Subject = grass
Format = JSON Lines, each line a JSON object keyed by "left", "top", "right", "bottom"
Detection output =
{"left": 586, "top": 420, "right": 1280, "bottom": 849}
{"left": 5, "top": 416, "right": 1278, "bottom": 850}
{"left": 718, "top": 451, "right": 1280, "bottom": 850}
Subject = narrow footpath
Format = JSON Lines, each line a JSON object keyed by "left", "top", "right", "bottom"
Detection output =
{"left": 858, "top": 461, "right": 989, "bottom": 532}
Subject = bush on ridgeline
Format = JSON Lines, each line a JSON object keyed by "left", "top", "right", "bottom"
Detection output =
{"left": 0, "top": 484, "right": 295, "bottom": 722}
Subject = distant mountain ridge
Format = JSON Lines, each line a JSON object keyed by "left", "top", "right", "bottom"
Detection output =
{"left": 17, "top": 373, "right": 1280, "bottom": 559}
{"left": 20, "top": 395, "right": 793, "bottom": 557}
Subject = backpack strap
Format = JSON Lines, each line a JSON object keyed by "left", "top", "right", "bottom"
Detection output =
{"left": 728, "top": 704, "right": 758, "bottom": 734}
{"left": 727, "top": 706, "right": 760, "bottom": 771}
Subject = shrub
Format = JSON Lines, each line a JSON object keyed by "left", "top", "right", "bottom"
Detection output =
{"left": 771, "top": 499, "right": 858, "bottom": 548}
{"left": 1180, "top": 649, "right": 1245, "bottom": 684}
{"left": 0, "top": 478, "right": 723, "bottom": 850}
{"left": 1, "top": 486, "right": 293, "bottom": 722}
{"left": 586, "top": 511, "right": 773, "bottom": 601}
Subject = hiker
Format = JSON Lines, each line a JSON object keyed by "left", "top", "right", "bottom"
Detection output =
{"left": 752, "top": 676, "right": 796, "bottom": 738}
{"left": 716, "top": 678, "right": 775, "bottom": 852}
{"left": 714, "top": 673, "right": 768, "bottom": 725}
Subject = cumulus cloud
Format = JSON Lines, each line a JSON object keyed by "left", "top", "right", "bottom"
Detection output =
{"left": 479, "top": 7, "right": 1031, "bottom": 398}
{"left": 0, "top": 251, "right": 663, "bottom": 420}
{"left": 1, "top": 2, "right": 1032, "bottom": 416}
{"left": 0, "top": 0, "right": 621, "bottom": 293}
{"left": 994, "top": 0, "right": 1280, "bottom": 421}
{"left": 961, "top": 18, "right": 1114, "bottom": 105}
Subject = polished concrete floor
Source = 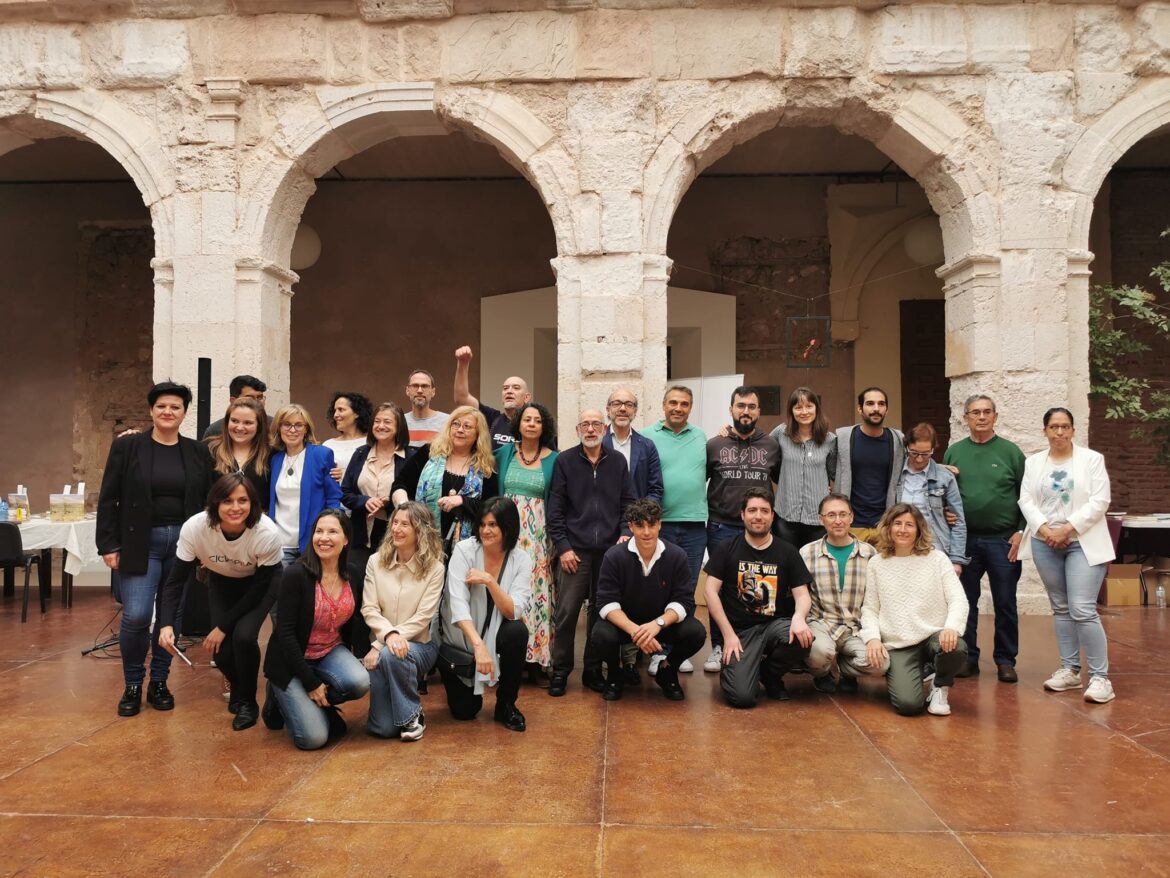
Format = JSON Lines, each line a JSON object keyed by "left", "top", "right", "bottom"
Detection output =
{"left": 1, "top": 586, "right": 1169, "bottom": 877}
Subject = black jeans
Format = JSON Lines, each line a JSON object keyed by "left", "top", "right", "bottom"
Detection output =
{"left": 775, "top": 519, "right": 826, "bottom": 551}
{"left": 208, "top": 575, "right": 274, "bottom": 705}
{"left": 439, "top": 618, "right": 527, "bottom": 720}
{"left": 591, "top": 616, "right": 707, "bottom": 680}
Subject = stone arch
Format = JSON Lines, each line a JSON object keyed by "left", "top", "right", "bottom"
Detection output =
{"left": 1063, "top": 78, "right": 1170, "bottom": 252}
{"left": 642, "top": 84, "right": 998, "bottom": 264}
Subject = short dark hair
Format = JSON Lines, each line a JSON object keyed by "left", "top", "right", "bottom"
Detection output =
{"left": 857, "top": 386, "right": 888, "bottom": 408}
{"left": 477, "top": 496, "right": 520, "bottom": 554}
{"left": 229, "top": 375, "right": 266, "bottom": 397}
{"left": 818, "top": 492, "right": 852, "bottom": 515}
{"left": 1043, "top": 407, "right": 1075, "bottom": 428}
{"left": 148, "top": 381, "right": 192, "bottom": 410}
{"left": 625, "top": 498, "right": 664, "bottom": 525}
{"left": 663, "top": 385, "right": 693, "bottom": 403}
{"left": 730, "top": 385, "right": 758, "bottom": 405}
{"left": 509, "top": 402, "right": 556, "bottom": 448}
{"left": 907, "top": 422, "right": 937, "bottom": 446}
{"left": 406, "top": 369, "right": 435, "bottom": 386}
{"left": 328, "top": 391, "right": 373, "bottom": 434}
{"left": 740, "top": 487, "right": 774, "bottom": 511}
{"left": 299, "top": 509, "right": 352, "bottom": 580}
{"left": 204, "top": 472, "right": 263, "bottom": 530}
{"left": 367, "top": 402, "right": 410, "bottom": 451}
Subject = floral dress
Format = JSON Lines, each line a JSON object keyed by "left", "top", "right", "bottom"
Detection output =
{"left": 503, "top": 463, "right": 554, "bottom": 667}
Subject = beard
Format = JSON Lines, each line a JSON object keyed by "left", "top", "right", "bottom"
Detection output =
{"left": 733, "top": 418, "right": 756, "bottom": 435}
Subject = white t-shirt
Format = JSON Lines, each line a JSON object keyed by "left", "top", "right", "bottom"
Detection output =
{"left": 324, "top": 436, "right": 367, "bottom": 477}
{"left": 176, "top": 512, "right": 284, "bottom": 578}
{"left": 1039, "top": 458, "right": 1074, "bottom": 530}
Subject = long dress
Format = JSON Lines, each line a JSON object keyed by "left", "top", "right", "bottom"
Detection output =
{"left": 503, "top": 463, "right": 554, "bottom": 667}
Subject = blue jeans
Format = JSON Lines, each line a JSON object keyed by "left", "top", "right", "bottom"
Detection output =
{"left": 1030, "top": 538, "right": 1110, "bottom": 678}
{"left": 118, "top": 524, "right": 182, "bottom": 686}
{"left": 706, "top": 521, "right": 745, "bottom": 649}
{"left": 368, "top": 640, "right": 438, "bottom": 737}
{"left": 271, "top": 645, "right": 370, "bottom": 750}
{"left": 959, "top": 534, "right": 1021, "bottom": 665}
{"left": 660, "top": 521, "right": 707, "bottom": 586}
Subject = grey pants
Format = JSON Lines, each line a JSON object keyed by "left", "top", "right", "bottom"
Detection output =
{"left": 885, "top": 631, "right": 968, "bottom": 716}
{"left": 807, "top": 619, "right": 889, "bottom": 678}
{"left": 720, "top": 617, "right": 810, "bottom": 709}
{"left": 551, "top": 548, "right": 605, "bottom": 676}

● ● ● ●

Requirement:
The expected answer is a copy of each line in the records that holds the word "jeans".

Response to the exercise:
Subject = black jeans
Subject = blue jeans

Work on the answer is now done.